■ EXERCISE: Give everything in the material from the line containing "For every instance of the stone pavement" down to the line containing "x=213 y=177" as a two-column CSV with the headers instruction and coordinates. Make one row for each paragraph of instruction wording, placing that wording and the coordinate lines under it each in one quoted field with line breaks turned into spaces.

■ PROVIDED ENTRIES:
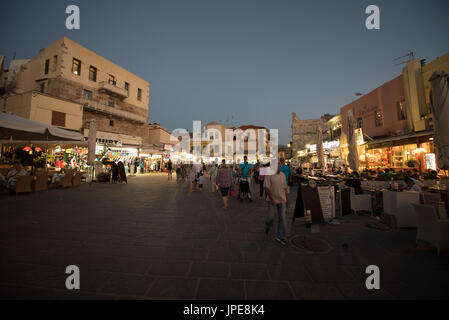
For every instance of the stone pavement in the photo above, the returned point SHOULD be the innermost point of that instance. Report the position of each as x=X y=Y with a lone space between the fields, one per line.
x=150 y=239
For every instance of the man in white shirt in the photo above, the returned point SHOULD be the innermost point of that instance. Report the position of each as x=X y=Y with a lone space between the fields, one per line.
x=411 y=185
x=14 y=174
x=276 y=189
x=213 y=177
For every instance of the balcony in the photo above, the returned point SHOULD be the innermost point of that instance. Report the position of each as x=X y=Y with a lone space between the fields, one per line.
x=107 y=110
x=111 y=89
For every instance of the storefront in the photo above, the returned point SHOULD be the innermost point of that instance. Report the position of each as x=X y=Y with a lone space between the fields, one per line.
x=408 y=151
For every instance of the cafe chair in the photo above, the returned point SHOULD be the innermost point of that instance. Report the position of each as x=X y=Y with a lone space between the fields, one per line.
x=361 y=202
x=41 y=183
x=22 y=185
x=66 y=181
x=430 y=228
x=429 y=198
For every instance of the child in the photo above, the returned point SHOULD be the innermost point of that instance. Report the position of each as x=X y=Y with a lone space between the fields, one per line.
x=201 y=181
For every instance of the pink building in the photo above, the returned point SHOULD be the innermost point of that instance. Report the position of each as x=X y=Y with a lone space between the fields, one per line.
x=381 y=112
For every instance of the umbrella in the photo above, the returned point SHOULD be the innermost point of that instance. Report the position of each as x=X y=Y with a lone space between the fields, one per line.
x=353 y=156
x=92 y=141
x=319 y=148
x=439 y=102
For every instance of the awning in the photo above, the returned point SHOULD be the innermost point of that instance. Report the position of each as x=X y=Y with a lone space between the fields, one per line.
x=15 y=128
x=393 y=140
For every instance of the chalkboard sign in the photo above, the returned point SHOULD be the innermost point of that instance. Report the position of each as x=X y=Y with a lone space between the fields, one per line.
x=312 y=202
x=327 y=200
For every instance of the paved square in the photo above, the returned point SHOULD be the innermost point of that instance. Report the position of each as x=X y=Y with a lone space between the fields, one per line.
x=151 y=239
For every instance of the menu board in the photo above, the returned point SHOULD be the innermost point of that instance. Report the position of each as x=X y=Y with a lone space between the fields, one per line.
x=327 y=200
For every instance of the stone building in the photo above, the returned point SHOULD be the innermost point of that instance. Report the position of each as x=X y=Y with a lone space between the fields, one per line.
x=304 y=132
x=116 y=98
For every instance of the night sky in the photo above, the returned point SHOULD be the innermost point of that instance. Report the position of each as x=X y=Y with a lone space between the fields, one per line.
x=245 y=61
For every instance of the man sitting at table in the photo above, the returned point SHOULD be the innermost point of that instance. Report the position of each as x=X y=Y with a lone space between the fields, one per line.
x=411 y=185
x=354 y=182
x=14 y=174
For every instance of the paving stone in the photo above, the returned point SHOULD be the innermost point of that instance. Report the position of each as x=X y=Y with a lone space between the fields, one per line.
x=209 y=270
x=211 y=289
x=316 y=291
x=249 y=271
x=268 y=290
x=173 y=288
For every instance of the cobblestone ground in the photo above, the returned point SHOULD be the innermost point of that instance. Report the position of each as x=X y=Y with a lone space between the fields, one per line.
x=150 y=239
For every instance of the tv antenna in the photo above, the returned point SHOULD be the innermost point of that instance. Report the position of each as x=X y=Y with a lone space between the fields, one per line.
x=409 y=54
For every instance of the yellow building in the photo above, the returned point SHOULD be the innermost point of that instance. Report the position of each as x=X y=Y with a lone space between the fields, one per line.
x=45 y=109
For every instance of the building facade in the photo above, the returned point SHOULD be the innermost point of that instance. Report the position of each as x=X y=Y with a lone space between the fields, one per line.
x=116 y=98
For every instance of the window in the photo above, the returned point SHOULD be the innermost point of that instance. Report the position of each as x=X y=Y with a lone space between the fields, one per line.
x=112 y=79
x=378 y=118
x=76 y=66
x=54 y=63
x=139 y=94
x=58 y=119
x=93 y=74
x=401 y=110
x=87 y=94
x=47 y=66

...

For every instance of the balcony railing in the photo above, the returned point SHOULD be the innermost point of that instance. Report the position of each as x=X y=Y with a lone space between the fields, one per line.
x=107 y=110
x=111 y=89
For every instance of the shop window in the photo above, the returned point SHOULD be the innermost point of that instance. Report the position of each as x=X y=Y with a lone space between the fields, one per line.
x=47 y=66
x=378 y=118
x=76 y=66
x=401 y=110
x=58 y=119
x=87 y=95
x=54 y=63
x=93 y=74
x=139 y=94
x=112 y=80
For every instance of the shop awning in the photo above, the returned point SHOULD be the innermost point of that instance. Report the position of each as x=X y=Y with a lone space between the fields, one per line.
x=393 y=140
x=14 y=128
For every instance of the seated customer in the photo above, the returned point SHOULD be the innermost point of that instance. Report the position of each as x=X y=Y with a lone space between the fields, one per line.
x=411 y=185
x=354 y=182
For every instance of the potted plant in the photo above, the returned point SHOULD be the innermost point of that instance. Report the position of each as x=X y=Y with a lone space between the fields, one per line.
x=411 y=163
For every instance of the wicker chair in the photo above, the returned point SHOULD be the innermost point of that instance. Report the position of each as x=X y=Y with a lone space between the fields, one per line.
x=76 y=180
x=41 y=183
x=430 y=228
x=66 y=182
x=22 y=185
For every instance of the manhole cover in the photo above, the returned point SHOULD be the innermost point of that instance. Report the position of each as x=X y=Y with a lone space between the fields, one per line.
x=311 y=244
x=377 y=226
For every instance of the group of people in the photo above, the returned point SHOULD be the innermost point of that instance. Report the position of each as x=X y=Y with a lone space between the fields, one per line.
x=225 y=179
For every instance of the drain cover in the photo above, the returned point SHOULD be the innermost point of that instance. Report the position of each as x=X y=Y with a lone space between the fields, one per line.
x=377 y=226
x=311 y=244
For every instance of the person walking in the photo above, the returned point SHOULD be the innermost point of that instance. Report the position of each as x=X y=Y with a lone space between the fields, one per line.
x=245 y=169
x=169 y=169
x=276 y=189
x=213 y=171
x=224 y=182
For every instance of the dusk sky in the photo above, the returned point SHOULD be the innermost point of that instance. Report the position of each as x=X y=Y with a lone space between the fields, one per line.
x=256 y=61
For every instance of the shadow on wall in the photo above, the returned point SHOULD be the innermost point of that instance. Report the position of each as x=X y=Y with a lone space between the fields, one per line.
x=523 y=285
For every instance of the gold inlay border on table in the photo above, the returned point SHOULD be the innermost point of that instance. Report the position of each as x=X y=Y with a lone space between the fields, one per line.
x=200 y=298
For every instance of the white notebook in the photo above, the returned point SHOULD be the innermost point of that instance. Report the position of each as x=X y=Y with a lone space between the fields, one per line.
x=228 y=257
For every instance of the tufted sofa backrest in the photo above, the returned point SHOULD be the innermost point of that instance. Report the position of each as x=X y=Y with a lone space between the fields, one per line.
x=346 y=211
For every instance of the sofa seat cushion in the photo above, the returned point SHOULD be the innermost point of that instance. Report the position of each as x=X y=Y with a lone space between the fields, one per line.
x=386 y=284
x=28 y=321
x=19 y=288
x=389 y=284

* * *

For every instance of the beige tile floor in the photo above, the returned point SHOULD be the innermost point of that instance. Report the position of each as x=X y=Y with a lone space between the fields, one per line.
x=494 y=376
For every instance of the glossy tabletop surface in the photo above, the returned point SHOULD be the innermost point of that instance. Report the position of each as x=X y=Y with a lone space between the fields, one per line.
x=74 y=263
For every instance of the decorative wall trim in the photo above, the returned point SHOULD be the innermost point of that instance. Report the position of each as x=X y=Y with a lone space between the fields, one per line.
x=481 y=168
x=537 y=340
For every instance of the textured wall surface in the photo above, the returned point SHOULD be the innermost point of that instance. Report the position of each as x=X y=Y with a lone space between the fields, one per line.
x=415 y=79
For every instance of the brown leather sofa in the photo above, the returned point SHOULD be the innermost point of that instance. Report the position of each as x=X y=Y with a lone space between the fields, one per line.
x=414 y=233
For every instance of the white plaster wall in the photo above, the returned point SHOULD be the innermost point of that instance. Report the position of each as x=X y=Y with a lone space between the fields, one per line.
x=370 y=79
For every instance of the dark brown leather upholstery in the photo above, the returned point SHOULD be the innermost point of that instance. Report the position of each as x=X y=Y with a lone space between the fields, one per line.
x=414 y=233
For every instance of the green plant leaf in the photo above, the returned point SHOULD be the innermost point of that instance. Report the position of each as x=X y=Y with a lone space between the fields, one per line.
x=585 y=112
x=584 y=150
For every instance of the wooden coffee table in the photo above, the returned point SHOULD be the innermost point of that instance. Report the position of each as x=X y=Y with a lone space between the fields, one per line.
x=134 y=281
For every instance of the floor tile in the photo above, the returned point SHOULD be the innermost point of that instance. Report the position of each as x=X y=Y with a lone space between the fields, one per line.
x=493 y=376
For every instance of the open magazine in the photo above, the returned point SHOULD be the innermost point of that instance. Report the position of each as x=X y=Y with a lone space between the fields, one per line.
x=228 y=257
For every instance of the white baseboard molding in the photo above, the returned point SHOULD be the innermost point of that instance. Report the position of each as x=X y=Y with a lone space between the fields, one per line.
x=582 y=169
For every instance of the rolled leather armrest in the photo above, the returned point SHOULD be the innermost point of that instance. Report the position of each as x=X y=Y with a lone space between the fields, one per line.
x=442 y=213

■ SOLVED PROBLEM:
instruction,coordinates
"For every instance of the stone pavement in the photo above, the returned point SHOULD be the innermost point of that instance. Report the position of each as x=X y=Y with a lone space between the fields, one per line.","x=150 y=239"
"For every instance of the man in white shirt in the photo above, the returned point SHOULD be the innermost point of that instance. Report the position of each as x=X y=Y with a lone space between the fields, one per line.","x=411 y=185 x=14 y=174 x=276 y=189 x=213 y=177"